Rescale lines from the start of the records through the line with "top-left (0, 0), bottom-right (423, 540)", both ends included, and give them again, requests and all, with each coordinate in the answers multiplied by 0.95 and rounded to a whole number, halves rounding up. Give only those lines.

[Start of DATA EXTRACT]

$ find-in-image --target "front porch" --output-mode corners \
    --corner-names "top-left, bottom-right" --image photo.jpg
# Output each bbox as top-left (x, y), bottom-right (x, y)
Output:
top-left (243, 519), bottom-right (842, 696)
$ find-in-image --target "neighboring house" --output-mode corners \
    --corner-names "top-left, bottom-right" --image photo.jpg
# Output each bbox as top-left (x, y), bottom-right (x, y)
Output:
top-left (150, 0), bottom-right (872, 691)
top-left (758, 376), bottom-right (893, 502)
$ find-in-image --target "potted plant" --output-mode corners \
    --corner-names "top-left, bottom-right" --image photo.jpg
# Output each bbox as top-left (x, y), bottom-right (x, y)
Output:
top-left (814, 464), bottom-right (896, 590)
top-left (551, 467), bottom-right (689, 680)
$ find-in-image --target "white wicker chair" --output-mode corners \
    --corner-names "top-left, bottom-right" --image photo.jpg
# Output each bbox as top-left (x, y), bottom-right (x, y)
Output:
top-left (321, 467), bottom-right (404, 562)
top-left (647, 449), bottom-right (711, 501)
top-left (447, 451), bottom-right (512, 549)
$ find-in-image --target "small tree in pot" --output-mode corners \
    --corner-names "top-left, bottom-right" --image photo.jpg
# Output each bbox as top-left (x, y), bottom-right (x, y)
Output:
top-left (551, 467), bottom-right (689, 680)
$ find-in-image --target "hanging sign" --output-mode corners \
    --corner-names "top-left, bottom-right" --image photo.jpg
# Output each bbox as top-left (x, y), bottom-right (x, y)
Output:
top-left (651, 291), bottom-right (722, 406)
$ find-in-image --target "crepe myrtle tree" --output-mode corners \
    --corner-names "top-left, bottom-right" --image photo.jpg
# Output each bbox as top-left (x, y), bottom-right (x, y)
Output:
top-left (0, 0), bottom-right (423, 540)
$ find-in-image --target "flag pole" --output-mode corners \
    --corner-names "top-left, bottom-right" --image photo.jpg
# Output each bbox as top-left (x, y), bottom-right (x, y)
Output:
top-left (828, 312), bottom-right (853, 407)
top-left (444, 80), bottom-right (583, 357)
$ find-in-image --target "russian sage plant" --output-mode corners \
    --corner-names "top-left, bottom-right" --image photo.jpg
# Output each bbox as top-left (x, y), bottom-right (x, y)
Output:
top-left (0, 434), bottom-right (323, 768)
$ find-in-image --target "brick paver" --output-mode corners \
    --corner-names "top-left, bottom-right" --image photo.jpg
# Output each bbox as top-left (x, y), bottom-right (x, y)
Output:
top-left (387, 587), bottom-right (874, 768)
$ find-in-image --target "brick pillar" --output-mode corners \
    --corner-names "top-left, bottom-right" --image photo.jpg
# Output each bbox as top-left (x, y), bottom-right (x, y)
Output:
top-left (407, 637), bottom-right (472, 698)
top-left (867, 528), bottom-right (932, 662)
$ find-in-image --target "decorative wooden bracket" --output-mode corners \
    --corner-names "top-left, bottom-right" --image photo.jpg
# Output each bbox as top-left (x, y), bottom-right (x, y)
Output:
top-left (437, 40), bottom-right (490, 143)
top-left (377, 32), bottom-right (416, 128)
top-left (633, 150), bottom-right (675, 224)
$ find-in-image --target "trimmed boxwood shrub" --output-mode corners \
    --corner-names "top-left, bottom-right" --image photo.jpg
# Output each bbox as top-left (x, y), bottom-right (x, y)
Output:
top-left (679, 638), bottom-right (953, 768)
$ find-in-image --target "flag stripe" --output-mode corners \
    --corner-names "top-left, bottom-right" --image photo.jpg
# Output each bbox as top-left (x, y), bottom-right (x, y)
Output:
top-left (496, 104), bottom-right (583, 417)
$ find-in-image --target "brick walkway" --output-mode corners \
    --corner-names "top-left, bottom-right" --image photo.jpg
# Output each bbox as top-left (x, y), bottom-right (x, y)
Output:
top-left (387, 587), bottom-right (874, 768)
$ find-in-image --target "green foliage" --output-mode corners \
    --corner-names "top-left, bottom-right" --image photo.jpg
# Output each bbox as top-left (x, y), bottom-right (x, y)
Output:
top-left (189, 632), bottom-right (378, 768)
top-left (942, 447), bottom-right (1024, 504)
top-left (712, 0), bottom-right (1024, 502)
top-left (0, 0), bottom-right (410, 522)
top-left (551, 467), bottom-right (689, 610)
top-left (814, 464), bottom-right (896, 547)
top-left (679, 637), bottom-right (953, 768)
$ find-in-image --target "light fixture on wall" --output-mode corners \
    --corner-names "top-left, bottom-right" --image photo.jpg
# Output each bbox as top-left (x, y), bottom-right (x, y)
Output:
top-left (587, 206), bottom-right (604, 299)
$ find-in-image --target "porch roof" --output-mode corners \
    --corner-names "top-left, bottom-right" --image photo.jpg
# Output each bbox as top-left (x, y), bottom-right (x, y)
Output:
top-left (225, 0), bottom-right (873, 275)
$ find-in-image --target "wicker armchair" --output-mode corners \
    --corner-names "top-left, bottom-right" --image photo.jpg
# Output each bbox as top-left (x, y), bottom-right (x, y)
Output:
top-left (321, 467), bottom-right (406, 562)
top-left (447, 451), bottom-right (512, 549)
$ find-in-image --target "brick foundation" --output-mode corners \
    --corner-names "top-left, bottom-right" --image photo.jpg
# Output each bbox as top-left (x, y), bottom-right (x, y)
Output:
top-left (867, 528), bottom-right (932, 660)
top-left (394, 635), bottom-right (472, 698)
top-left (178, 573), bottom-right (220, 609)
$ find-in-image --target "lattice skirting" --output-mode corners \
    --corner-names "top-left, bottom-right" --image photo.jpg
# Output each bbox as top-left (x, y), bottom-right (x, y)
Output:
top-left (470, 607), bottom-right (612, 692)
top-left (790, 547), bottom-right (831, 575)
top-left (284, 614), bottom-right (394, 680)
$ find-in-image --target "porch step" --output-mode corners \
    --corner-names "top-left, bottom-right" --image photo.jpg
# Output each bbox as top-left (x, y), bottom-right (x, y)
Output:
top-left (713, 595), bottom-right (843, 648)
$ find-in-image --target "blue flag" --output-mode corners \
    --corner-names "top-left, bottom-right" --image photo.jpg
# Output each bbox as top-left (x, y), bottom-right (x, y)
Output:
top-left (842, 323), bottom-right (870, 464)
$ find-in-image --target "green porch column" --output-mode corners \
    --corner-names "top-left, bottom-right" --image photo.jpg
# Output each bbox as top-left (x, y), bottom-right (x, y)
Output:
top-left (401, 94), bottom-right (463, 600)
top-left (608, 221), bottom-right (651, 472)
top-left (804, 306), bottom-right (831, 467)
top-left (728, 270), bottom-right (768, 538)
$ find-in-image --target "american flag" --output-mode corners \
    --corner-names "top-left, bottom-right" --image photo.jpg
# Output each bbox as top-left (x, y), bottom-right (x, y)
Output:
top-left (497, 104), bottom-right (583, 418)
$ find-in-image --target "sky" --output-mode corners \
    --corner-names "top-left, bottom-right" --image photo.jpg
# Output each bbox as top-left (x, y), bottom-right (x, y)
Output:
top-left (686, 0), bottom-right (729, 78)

[End of DATA EXTRACT]

• WRITTEN REPLY:
$ find-in-image --target "front porch" --output-mode corners \
    --corner-names "top-left, bottom-right" --image photo.jpg
# Output each bbox as top-left (x, y), bottom-right (x, y)
Output:
top-left (231, 493), bottom-right (800, 661)
$ find-in-image --target "neighboring house" --output-mode corners \
    --corner-names "top-left, bottom-right" --image photo.jpg
# Output each bbox as top-left (x, y), bottom-right (x, y)
Output:
top-left (143, 0), bottom-right (828, 656)
top-left (720, 357), bottom-right (848, 477)
$ find-in-image --target "potted plant" --output-mode corners \
    --corner-names "top-left, bottom-right" --image photo.jpg
# Output each bbox as top-left (x, y), bottom-right (x, y)
Output:
top-left (773, 441), bottom-right (851, 561)
top-left (523, 444), bottom-right (655, 646)
$ find-in-image --target "white wicker chair" --output-mode corners \
    --corner-names "top-left, bottom-right" --image photo.jpg
# Output each bbox as top-left (x, y), bottom-right (x, y)
Output:
top-left (305, 444), bottom-right (384, 534)
top-left (615, 427), bottom-right (675, 476)
top-left (425, 428), bottom-right (486, 522)
$ find-in-image --target "small tree in pot" --output-mode corners \
    --corner-names "top-left, bottom-right" --image photo.jpg
# Output each bbox as top-left (x, y), bottom-right (x, y)
Output:
top-left (523, 444), bottom-right (655, 646)
$ find-in-image --target "hanging sign" --output-mode corners \
    --corner-names "top-left, bottom-right" --image photo.jpg
# Output each bbox as top-left (x, y), bottom-right (x, y)
Output:
top-left (618, 276), bottom-right (686, 386)
$ find-in-image --target "crepe myrtle tree" --output-mode corners \
    --corner-names "top-left, bottom-right" --image photo.jpg
# Output each bbox as top-left (x, y), bottom-right (x, y)
Output:
top-left (0, 0), bottom-right (402, 513)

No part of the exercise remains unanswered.